═══ DATA FOR THIS EXERCISE ═══

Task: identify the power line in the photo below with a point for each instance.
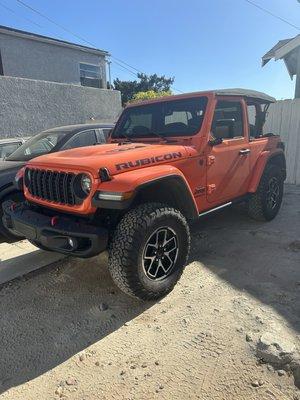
(53, 22)
(273, 15)
(116, 60)
(27, 19)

═══

WHAT THE EXERCISE ASKS ::
Retype all records exactly as shown above, images excluded.

EXERCISE SOLUTION ::
Task: identify the power line in the photo below with a point for each instance.
(53, 22)
(273, 15)
(116, 60)
(27, 19)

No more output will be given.